- Supplied text:
# Cooling systems?



## Christemo (Oct 5, 2011)

I know they make cooling systems for terrariums. Does anyone have one set up for a hedgehog cage? My A/C hasn't been working, and we're on some Peak Rewards system where they shut off our A/C for the middle of the day, so the apartment can get up to 85F, and her cage has read up to 85 here.


----------



## Guest (Apr 19, 2012)

im curious about this to. i know they cant have cold air blowing on them but people ive seen have a lot of trouble when they live in really hot countries with keeping the temp down


----------



## Rainy (Jul 27, 2011)

I've heard about people using icepacks on top of the cage. Cold air sinks, but you would have to play around with it to make sure the temp didn't get too cold.


----------



## zorropirate (Aug 13, 2010)

I've used portable air conditioner (floor unit's on wheels) units previous summers... and these large ice packs that are meant for picnic baskets to supplement on really hot days(found at Canadian dollarama's for 2$ each)... also have provided terracotta plant pots to sleep in...

My apt does not have airconditioning otherwise, and the portable unit's seem to really do the job, as you can direct them away from the hedgie cages... I've also always used fabric covers with my cages to prevent any drafts.


----------



## Quinn (Apr 24, 2011)

I've also started thinking about how I'm going to cool my cage this summer. Last summer I just had them in the living room with the air con. Even with the air con the temp was still above 80 :? too high for Quinn. This summer Their cage is much bigger and won't fit in the living room. I'm going to try ice packs on top and a piece of tile in the cage. But if anyone has any other ideas please share.


----------



## Christemo (Oct 5, 2011)

I don't have a thermostat, since the apartment usually does stay within a few degrees and my CHE adds a few degrees to that. It's almost perfect living conditions for a 'hog. :lol: 
I am moving her to a different cage hopefully to a different area... so maybe that'll help.


----------



## moxieberry (Nov 30, 2011)

- Records shown:

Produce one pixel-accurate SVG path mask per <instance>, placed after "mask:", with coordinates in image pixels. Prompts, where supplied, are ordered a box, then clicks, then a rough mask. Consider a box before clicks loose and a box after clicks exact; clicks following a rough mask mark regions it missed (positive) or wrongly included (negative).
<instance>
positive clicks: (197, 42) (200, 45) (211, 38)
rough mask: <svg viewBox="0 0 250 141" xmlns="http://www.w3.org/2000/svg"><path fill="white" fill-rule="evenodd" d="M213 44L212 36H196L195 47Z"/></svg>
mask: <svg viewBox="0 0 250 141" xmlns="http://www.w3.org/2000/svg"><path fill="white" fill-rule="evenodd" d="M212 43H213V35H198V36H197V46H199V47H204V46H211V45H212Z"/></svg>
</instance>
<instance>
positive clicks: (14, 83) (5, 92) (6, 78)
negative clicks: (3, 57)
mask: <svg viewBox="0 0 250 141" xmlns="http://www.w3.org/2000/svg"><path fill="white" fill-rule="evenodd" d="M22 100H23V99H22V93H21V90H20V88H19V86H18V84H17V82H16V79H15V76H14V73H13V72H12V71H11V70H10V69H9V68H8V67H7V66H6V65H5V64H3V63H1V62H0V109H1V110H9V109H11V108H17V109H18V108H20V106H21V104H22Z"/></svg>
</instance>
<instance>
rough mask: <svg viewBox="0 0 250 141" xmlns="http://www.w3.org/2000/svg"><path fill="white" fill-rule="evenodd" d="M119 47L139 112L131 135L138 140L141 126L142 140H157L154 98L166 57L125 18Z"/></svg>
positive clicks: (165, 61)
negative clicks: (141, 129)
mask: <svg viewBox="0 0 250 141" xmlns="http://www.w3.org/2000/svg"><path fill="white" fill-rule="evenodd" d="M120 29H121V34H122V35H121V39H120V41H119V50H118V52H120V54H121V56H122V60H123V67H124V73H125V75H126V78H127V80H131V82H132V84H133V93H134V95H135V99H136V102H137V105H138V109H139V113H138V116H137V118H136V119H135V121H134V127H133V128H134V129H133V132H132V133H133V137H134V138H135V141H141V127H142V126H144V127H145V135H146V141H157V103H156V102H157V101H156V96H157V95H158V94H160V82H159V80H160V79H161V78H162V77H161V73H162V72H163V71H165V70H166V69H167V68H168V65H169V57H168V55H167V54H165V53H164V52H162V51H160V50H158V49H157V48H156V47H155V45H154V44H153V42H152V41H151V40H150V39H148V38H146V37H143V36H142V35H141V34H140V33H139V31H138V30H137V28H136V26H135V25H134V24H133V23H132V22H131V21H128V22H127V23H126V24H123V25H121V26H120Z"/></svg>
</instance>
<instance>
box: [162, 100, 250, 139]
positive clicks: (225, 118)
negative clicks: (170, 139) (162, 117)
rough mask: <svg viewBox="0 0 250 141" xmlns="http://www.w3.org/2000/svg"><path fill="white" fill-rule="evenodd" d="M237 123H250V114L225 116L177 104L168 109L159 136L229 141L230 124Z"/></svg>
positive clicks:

- Complete the following:
**a)** Rewrite the part of the cooling thread that begins at the words "I don't have" and ends after the words "(Nov 30, 2011)", changing "thermostat" to "thermometer".
**b)** Copy the records word for word from their first line through the line that contains "positive clicks: (197, 42)", including both of those lines.
The records have nothing to do with the cooling thread.

- Numbered responses:
**a)**
I don't have a thermometer, since the apartment usually does stay within a few degrees and my CHE adds a few degrees to that. It's almost perfect living conditions for a 'hog. :lol: 
I am moving her to a different cage hopefully to a different area... so maybe that'll help.


----------



## moxieberry (Nov 30, 2011)

**b)**
Produce one pixel-accurate SVG path mask per <instance>, placed after "mask:", with coordinates in image pixels. Prompts, where supplied, are ordered a box, then clicks, then a rough mask. Consider a box before clicks loose and a box after clicks exact; clicks following a rough mask mark regions it missed (positive) or wrongly included (negative).
<instance>
positive clicks: (197, 42) (200, 45) (211, 38)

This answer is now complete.